原文段落 |
::::::::
源码版本
kubernetes version: v1.3.0
kubelet GC介绍
在分析kubelet启动流程时,老是会碰到各类GC,这里单独提出来做下较详细的分析。
kubelet's Garbage Collection主要由两部分组成:
containerGC: 使用指定的container回收策略,删除那些已经结束的containers
imageManager: k8s所有images的生命周期管理就是通过imageManager来实现的,其实该imageManager也是依赖了cAdvisor。
imageManager
策略初始化
imageManager的回收策略结构如下:
type ImageGCPolicy struct {
// Any usage above this threshold will always trigger garbage collection.
// This is the highest usage we will allow.
HighThresholdPercent int
// Any usage below this threshold will never trigger garbage collection.
// This is the lowest threshold we will try to garbage collect to.
LowThresholdPercent int
// Minimum age at which a image can be garbage collected.
MinAge time.Duration
}
该结构的出厂设置在cmd/kubelet/app/server.go中的UnsecuredKubeletConfig()接口进行。
func UnsecuredKubeletConfig(s *options.KubeletServer) (*KubeletConfig, error) {
...
imageGCPolicy := kubelet.ImageGCPolicy{
MinAge: s.ImageMinimumGCAge.Duration,
HighThresholdPercent: int(s.ImageGCHighThresholdPercent),
LowThresholdPercent: int(s.ImageGCLowThresholdPercent),
}
...
::::::::
你的任务 |
A. 在介绍kubelet GC的原文中，imageManager依赖的是什么？
B. 把介绍kubelet GC的原文中从“HighThresholdPercent int”到“be garbage collected.”的部分照抄下来，首尾两处都包括在内。
C. 请顺着介绍kubelet GC的原文往下写，从其最后一行之后接续。
::::::::
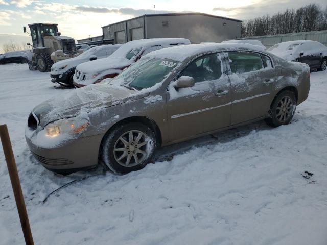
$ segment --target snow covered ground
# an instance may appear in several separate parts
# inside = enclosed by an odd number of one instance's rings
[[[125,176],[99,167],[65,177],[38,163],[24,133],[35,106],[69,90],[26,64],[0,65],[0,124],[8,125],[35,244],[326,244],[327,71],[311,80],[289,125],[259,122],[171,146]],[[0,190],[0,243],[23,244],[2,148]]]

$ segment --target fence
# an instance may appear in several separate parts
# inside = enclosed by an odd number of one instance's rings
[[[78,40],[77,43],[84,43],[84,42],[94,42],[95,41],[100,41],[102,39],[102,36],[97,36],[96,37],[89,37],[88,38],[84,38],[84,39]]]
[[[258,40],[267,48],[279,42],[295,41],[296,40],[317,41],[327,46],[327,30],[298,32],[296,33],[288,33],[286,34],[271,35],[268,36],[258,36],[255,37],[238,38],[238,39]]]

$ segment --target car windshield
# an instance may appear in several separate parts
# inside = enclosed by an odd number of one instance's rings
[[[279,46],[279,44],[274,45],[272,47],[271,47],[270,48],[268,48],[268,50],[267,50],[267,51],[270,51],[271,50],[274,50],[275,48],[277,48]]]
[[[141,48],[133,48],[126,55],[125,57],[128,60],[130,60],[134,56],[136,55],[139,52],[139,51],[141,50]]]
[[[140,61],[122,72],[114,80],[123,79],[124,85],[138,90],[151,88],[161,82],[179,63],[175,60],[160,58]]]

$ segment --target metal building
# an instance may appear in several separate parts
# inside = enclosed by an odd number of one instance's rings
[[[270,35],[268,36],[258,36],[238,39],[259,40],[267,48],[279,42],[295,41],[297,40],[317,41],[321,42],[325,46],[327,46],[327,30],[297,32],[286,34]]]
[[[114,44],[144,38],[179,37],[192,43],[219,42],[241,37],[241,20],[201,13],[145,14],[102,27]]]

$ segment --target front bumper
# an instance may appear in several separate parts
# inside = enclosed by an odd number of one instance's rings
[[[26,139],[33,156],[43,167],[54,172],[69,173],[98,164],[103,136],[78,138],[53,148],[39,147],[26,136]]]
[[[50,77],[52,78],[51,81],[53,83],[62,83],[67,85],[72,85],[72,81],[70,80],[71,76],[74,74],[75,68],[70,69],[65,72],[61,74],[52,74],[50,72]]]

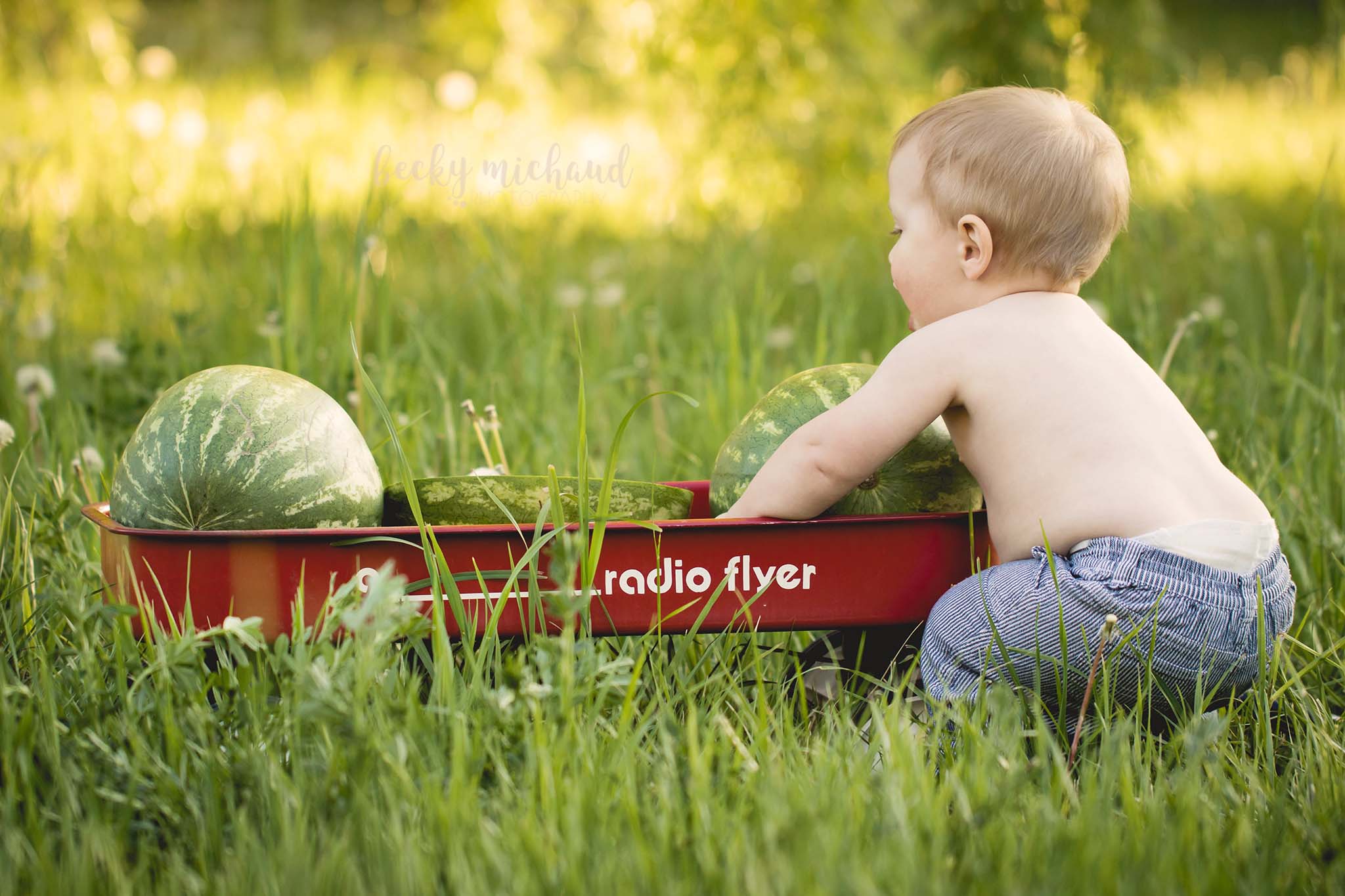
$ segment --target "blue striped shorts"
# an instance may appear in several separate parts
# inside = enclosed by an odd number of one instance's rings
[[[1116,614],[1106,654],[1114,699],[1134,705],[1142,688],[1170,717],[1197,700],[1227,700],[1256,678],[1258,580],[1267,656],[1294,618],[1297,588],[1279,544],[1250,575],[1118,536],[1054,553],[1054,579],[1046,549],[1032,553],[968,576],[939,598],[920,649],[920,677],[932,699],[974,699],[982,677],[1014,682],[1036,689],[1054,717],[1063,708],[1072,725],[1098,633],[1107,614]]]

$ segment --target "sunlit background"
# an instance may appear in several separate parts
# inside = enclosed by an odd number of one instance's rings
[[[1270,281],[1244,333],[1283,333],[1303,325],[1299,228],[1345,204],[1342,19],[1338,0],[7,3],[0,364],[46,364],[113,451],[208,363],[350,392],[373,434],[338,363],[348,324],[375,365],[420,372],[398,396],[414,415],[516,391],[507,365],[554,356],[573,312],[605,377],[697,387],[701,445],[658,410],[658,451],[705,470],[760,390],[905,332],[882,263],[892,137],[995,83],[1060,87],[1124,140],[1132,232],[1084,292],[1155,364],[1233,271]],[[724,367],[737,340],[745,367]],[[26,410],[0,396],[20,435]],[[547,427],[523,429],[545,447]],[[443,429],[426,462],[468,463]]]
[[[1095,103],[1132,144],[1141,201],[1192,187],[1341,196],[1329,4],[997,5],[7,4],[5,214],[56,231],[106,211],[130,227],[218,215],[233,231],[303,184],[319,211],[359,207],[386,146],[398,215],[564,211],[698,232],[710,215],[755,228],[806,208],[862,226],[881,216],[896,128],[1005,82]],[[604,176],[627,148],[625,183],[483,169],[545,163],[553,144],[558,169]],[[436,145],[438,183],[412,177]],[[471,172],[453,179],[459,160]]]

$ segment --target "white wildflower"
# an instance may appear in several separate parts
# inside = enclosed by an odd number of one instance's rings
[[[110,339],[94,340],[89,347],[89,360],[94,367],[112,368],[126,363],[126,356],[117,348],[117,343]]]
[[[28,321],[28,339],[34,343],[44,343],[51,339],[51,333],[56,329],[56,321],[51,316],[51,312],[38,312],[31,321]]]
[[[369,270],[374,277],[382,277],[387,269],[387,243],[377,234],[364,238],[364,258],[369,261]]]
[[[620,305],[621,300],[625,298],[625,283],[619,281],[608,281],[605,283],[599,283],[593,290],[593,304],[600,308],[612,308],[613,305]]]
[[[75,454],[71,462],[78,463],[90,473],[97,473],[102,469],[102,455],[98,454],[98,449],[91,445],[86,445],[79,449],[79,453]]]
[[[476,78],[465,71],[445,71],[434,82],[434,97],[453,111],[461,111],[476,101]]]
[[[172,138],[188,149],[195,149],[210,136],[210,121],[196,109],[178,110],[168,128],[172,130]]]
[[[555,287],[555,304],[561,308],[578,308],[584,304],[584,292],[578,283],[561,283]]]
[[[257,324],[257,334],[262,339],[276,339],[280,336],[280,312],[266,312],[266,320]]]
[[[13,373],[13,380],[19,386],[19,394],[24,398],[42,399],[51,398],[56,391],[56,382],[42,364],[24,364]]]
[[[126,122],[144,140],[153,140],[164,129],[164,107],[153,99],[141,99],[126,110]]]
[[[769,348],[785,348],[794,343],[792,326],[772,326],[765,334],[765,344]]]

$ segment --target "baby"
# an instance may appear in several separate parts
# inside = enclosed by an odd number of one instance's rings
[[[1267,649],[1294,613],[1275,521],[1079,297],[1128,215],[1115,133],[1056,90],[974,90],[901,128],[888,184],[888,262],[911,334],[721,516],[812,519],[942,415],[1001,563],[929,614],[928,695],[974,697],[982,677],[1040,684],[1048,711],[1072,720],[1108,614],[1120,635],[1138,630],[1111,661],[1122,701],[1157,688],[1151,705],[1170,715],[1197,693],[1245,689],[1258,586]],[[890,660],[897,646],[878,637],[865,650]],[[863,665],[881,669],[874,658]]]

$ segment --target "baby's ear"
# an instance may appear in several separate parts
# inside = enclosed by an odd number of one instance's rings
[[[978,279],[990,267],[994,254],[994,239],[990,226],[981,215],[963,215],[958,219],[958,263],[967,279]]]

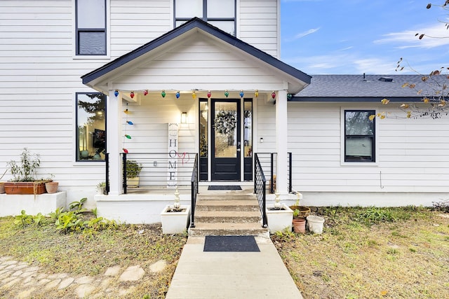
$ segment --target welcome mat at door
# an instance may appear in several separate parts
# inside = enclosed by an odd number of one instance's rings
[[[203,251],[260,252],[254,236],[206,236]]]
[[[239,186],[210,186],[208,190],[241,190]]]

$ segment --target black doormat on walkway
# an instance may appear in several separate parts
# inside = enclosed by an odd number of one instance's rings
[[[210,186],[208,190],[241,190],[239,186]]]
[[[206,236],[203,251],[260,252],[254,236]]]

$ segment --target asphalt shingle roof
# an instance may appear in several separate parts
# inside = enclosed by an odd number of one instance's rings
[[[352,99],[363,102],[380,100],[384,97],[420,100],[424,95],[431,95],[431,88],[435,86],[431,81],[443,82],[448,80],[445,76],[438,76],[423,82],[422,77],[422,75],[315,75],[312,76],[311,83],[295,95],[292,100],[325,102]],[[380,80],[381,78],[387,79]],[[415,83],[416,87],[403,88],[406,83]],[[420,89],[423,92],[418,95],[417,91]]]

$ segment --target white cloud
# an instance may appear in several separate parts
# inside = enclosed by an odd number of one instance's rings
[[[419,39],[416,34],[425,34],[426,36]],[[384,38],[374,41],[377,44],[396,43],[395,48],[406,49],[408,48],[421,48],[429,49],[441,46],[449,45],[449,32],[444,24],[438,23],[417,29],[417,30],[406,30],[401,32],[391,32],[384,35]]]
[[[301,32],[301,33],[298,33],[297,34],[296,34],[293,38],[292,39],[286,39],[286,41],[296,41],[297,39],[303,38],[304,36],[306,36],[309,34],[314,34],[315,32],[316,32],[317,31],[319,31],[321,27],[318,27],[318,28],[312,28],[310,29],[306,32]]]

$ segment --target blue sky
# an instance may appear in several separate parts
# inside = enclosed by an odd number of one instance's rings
::::::::
回答列表 |
A. imageManager依赖的是cAdvisor。

B.
HighThresholdPercent int
// Any usage below this threshold will never trigger garbage collection.
// This is the lowest threshold we will try to garbage collect to.
LowThresholdPercent int
// Minimum age at which a image can be garbage collected.

C.
}
赋值的KubeletServer的几个参数的初始化在cmd/kubelet/app/options/options.go中的NewKubeletServer()接口中进行:
func NewKubeletServer() *KubeletServer {
return &KubeletServer{
...
ImageMinimumGCAge: unversioned.Duration{Duration: 2 * time.Minute},
ImageGCHighThresholdPercent: 90,
ImageGCLowThresholdPercent: 80,
...
}
}
从上面的初始化过程可以得出:
在磁盘的占用率高于90%时,imageGC将一直被触发
在磁盘的占用率低于80%时,imageGC将不会触发
imageGC会尝试先delete最少使用的image,但是如果该image的创建时间才低于2min,将不会被删除。
imageManager初始化
上面介绍的都是imageManager的回收策略参数初始化,下面开始介绍imageManager。
结构所在目录:pkg/kubelet/image_manager.go
结构如下:
type imageManager interface {
// Applies the garbage collection policy. Errors include being unable to free
// enough space as per the garbage collection policy.
GarbageCollect() error
// Start async garbage collection of images.
Start() error
GetImageList() ([]kubecontainer.Image, error)
// TODO(vmarmol): Have this subsume pulls as well.
}
可以看到imageManager是个interface,实际初始化的结构体是realImageManager:
type realImageManager struct {
// Container runtime
runtime container.Runtime
// Records of images and their use.
imageRecords map[string]*imageRecord
imageRecordsLock sync.Mutex
// The image garbage collection policy in use.
policy ImageGCPolicy
// cAdvisor instance.
cadvisor cadvisor.Interface
// Recorder for Kubernetes events.
recorder record.EventRecorder
// Reference to this node.
nodeRef *api.ObjectReference
// Track initialization
initialized bool
}
该接口的初始化需要先回到pkg/kubelet/kubelet.go中的NewMainKubelet()接口中:
func NewMainKubelet(
hostname string,
nodeName string,
...
) (*Kubelet, error) {
...
// setup containerGC
containerGC, err := kubecontainer.NewContainerGC(klet.containerRuntime, containerGCPolicy)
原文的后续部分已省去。